Render the records as a JSON list of strings, one string per line and no blank lines, starting at the very beginning and ending at the line that contains "left=0, top=78, right=50, bottom=97", with that line included. Leave the pictures out.
■ ■ ■ ■
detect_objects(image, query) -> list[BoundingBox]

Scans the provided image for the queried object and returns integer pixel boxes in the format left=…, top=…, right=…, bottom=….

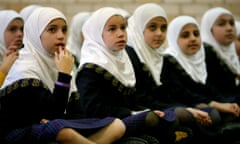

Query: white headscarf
left=201, top=7, right=240, bottom=75
left=19, top=4, right=41, bottom=21
left=165, top=16, right=207, bottom=84
left=235, top=21, right=240, bottom=36
left=3, top=7, right=66, bottom=90
left=0, top=10, right=22, bottom=63
left=79, top=7, right=136, bottom=86
left=127, top=3, right=167, bottom=85
left=67, top=12, right=91, bottom=60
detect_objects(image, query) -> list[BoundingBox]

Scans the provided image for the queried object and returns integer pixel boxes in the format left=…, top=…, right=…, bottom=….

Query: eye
left=180, top=32, right=190, bottom=38
left=120, top=25, right=127, bottom=31
left=193, top=30, right=200, bottom=37
left=62, top=27, right=68, bottom=33
left=161, top=25, right=167, bottom=32
left=8, top=26, right=18, bottom=32
left=148, top=24, right=157, bottom=31
left=47, top=27, right=57, bottom=33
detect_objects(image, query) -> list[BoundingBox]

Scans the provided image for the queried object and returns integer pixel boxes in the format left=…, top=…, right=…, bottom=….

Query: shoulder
left=0, top=78, right=50, bottom=97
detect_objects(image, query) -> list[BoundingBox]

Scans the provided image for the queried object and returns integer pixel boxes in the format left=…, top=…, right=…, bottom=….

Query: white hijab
left=67, top=12, right=91, bottom=60
left=19, top=4, right=41, bottom=21
left=2, top=7, right=66, bottom=91
left=0, top=10, right=22, bottom=63
left=127, top=3, right=167, bottom=85
left=165, top=16, right=207, bottom=84
left=201, top=7, right=240, bottom=75
left=235, top=21, right=240, bottom=37
left=79, top=7, right=136, bottom=87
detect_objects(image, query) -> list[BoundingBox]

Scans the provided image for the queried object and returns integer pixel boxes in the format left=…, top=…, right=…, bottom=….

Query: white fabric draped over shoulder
left=127, top=3, right=167, bottom=85
left=165, top=16, right=207, bottom=84
left=79, top=7, right=136, bottom=87
left=201, top=7, right=240, bottom=75
left=2, top=7, right=67, bottom=91
left=0, top=10, right=22, bottom=63
left=235, top=21, right=240, bottom=36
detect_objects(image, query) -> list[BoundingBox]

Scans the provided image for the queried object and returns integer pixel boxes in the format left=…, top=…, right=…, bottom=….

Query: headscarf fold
left=3, top=7, right=67, bottom=91
left=79, top=7, right=136, bottom=87
left=127, top=3, right=167, bottom=85
left=165, top=16, right=207, bottom=84
left=201, top=7, right=240, bottom=75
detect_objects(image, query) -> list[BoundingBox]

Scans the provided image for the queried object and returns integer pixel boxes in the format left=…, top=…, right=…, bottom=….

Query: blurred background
left=0, top=0, right=240, bottom=22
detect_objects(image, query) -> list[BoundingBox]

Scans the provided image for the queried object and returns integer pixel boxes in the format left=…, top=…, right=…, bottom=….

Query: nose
left=16, top=29, right=23, bottom=37
left=57, top=31, right=65, bottom=39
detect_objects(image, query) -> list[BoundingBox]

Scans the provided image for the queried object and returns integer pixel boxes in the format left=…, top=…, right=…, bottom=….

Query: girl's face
left=102, top=16, right=127, bottom=51
left=40, top=18, right=67, bottom=54
left=178, top=24, right=201, bottom=55
left=143, top=17, right=167, bottom=48
left=4, top=18, right=23, bottom=49
left=212, top=14, right=236, bottom=46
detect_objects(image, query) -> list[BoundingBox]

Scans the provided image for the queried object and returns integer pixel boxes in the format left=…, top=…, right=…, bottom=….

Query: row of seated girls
left=70, top=3, right=240, bottom=143
left=0, top=3, right=193, bottom=144
left=0, top=3, right=240, bottom=144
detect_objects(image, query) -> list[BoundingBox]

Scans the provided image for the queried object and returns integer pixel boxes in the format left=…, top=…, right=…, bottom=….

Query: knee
left=111, top=118, right=126, bottom=139
left=56, top=128, right=76, bottom=142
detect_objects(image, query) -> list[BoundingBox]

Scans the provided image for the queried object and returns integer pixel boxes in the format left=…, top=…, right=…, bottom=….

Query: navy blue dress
left=0, top=73, right=115, bottom=143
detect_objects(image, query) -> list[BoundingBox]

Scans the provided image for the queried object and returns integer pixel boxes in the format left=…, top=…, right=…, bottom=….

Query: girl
left=0, top=10, right=24, bottom=86
left=235, top=21, right=240, bottom=58
left=201, top=7, right=240, bottom=120
left=161, top=16, right=224, bottom=143
left=76, top=7, right=188, bottom=142
left=0, top=7, right=125, bottom=144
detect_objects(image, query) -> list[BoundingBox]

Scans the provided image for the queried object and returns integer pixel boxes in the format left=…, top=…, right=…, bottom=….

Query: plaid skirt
left=4, top=117, right=115, bottom=144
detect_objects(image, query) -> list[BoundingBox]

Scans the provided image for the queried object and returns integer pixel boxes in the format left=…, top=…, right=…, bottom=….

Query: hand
left=187, top=108, right=212, bottom=126
left=0, top=49, right=18, bottom=75
left=55, top=46, right=74, bottom=74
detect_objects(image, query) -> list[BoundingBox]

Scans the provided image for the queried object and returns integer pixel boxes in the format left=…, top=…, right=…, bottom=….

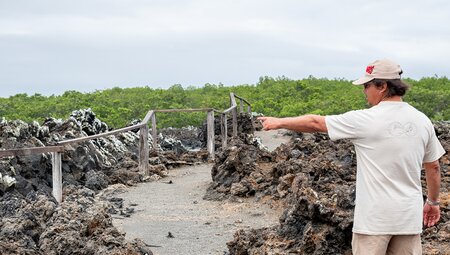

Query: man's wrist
left=426, top=198, right=440, bottom=206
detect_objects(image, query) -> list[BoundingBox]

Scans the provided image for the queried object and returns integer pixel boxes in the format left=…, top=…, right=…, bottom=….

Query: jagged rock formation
left=0, top=109, right=208, bottom=254
left=211, top=122, right=450, bottom=255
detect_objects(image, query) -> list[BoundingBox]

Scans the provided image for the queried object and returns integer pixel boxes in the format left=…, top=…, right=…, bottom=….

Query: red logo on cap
left=366, top=66, right=375, bottom=74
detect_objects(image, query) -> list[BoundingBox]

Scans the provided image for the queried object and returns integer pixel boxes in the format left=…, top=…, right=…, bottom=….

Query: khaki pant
left=352, top=233, right=422, bottom=255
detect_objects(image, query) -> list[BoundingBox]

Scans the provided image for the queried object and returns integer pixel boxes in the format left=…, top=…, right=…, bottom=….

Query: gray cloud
left=0, top=0, right=450, bottom=97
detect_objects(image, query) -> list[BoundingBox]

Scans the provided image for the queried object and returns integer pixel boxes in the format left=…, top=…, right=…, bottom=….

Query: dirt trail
left=113, top=131, right=288, bottom=255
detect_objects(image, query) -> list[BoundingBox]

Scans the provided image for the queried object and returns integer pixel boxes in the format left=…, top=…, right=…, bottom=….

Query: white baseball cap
left=352, top=59, right=402, bottom=85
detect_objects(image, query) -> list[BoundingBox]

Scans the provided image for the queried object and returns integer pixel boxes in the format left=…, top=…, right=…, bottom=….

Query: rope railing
left=0, top=93, right=251, bottom=203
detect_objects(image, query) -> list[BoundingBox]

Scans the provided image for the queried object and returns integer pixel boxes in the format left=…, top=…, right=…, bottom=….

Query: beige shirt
left=325, top=101, right=445, bottom=235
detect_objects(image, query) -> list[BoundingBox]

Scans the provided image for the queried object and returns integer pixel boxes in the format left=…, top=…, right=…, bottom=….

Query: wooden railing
left=0, top=93, right=251, bottom=203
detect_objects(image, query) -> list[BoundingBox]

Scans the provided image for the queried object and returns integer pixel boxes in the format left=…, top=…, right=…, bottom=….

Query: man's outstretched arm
left=423, top=160, right=441, bottom=227
left=258, top=114, right=328, bottom=133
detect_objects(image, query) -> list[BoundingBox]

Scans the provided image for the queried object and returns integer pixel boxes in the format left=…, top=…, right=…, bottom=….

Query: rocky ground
left=0, top=110, right=450, bottom=254
left=0, top=109, right=208, bottom=254
left=210, top=122, right=450, bottom=255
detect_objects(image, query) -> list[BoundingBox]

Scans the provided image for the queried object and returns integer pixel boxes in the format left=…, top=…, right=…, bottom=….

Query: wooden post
left=206, top=111, right=214, bottom=160
left=220, top=113, right=228, bottom=147
left=139, top=125, right=149, bottom=176
left=231, top=107, right=237, bottom=137
left=52, top=152, right=62, bottom=203
left=152, top=113, right=158, bottom=151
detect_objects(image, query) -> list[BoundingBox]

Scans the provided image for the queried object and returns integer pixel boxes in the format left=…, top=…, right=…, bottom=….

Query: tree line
left=0, top=76, right=450, bottom=128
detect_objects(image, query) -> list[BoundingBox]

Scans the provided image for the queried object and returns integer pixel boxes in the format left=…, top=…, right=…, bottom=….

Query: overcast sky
left=0, top=0, right=450, bottom=97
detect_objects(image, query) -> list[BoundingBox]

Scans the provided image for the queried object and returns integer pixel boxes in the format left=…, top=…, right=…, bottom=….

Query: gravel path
left=113, top=131, right=287, bottom=255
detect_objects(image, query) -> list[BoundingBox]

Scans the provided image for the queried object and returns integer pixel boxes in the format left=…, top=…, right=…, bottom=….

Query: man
left=259, top=59, right=445, bottom=255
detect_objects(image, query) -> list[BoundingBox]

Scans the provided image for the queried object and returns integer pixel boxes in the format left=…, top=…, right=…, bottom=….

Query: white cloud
left=0, top=0, right=450, bottom=96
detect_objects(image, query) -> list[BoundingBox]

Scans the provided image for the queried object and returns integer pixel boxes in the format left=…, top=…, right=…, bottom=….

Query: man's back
left=327, top=101, right=440, bottom=234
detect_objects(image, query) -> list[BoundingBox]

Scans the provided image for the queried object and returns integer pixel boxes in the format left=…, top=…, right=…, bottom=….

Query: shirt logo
left=388, top=122, right=417, bottom=137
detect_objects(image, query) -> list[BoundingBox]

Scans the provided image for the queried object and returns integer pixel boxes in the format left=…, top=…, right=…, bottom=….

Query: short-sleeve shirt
left=325, top=101, right=445, bottom=235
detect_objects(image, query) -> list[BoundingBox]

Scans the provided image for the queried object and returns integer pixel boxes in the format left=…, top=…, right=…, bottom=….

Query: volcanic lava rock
left=0, top=186, right=152, bottom=255
left=0, top=109, right=207, bottom=254
left=213, top=122, right=450, bottom=254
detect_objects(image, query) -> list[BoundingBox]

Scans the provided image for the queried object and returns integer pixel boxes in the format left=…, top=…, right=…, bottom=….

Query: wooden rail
left=0, top=93, right=251, bottom=203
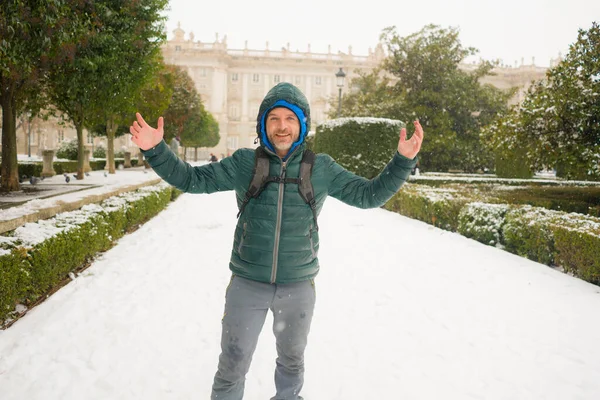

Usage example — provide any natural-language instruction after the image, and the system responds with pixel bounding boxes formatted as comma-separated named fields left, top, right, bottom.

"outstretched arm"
left=328, top=121, right=423, bottom=208
left=398, top=120, right=423, bottom=160
left=129, top=113, right=165, bottom=150
left=129, top=113, right=237, bottom=193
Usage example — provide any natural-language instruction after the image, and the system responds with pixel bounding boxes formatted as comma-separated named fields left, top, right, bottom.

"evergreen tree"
left=0, top=0, right=90, bottom=191
left=483, top=22, right=600, bottom=179
left=332, top=25, right=514, bottom=171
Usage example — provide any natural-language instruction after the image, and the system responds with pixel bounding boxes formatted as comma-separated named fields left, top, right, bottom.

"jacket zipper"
left=238, top=222, right=248, bottom=254
left=271, top=161, right=286, bottom=283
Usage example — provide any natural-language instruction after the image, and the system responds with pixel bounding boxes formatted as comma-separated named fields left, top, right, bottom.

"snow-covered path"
left=0, top=193, right=600, bottom=400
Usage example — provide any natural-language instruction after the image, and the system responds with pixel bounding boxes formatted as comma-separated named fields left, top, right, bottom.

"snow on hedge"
left=0, top=182, right=169, bottom=256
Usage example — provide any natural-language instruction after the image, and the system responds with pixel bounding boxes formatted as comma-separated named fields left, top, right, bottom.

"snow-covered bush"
left=457, top=202, right=509, bottom=246
left=92, top=146, right=106, bottom=158
left=56, top=138, right=78, bottom=160
left=385, top=183, right=600, bottom=285
left=385, top=183, right=473, bottom=232
left=314, top=117, right=404, bottom=179
left=0, top=182, right=172, bottom=325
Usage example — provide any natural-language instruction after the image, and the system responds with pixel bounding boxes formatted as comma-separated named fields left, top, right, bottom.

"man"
left=130, top=83, right=423, bottom=400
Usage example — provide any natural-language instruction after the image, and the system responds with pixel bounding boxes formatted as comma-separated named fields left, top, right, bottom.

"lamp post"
left=335, top=67, right=346, bottom=118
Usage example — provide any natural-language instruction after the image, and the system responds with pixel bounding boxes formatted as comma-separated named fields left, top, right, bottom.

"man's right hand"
left=129, top=113, right=165, bottom=150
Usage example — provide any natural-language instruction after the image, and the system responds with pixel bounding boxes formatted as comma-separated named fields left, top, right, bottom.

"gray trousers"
left=211, top=276, right=316, bottom=400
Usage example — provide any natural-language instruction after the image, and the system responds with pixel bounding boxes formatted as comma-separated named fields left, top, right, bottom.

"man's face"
left=266, top=107, right=300, bottom=157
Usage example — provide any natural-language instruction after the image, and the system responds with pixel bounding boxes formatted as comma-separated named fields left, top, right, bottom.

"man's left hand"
left=398, top=120, right=423, bottom=160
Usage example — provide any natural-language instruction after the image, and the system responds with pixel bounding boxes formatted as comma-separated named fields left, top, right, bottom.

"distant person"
left=129, top=83, right=423, bottom=400
left=169, top=136, right=179, bottom=157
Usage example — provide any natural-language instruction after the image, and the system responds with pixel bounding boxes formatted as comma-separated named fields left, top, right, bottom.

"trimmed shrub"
left=314, top=118, right=405, bottom=179
left=56, top=139, right=78, bottom=160
left=502, top=206, right=555, bottom=265
left=552, top=226, right=600, bottom=285
left=384, top=183, right=470, bottom=232
left=92, top=146, right=106, bottom=158
left=457, top=202, right=509, bottom=246
left=0, top=183, right=172, bottom=323
left=495, top=150, right=533, bottom=179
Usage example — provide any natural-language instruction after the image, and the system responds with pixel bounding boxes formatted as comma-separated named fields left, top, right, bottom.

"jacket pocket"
left=238, top=222, right=248, bottom=255
left=308, top=225, right=317, bottom=258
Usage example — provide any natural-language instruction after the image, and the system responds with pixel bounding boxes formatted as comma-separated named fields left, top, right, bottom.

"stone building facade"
left=1, top=23, right=546, bottom=159
left=163, top=26, right=546, bottom=157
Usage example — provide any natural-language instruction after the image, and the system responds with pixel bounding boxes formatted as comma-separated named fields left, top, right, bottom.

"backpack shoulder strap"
left=237, top=146, right=269, bottom=218
left=298, top=149, right=319, bottom=230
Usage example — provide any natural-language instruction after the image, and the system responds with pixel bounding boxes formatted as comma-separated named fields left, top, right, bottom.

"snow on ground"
left=0, top=167, right=159, bottom=221
left=0, top=193, right=600, bottom=400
■ ■ ■ ■
» **Output of the exercise**
[
  "detect_objects(image, query) -> list[BoundingBox]",
  "Scans the provided image for the queried object and returns integer pixel boxes in the format left=…, top=…, right=…, bottom=….",
  "Query: white headscarf",
  "left=201, top=7, right=240, bottom=75",
  "left=19, top=4, right=41, bottom=21",
  "left=165, top=16, right=207, bottom=84",
  "left=235, top=21, right=240, bottom=36",
  "left=3, top=7, right=66, bottom=90",
  "left=0, top=10, right=22, bottom=63",
  "left=79, top=7, right=136, bottom=86",
  "left=127, top=3, right=167, bottom=85",
  "left=67, top=12, right=91, bottom=60",
  "detect_objects(image, query) -> list[BoundingBox]",
  "Scans the provided image for the queried object and returns integer pixel boxes in the format left=…, top=…, right=…, bottom=….",
  "Query: eye",
  "left=180, top=32, right=190, bottom=38",
  "left=120, top=25, right=127, bottom=31",
  "left=193, top=30, right=200, bottom=37",
  "left=62, top=27, right=68, bottom=33",
  "left=161, top=25, right=167, bottom=32",
  "left=8, top=26, right=18, bottom=32",
  "left=148, top=24, right=157, bottom=31",
  "left=47, top=27, right=57, bottom=33",
  "detect_objects(image, query) -> list[BoundingBox]",
  "Scans the provided image for the queried object and returns integer pixel boxes in the format left=…, top=…, right=…, bottom=….",
  "Query: shoulder",
  "left=0, top=78, right=50, bottom=97"
]